Entries for pointing and labeling
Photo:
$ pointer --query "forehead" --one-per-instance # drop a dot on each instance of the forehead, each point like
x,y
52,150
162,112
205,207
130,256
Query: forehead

## Stated goal
Rewrite the lines above with every "forehead" switched to "brow" and everything else unchanged.

## The solution
Photo:
$ pointer --query "brow" --one-per-instance # drop a dot on each instance of the brow, each point like
x,y
52,150
162,112
205,207
130,256
Query: brow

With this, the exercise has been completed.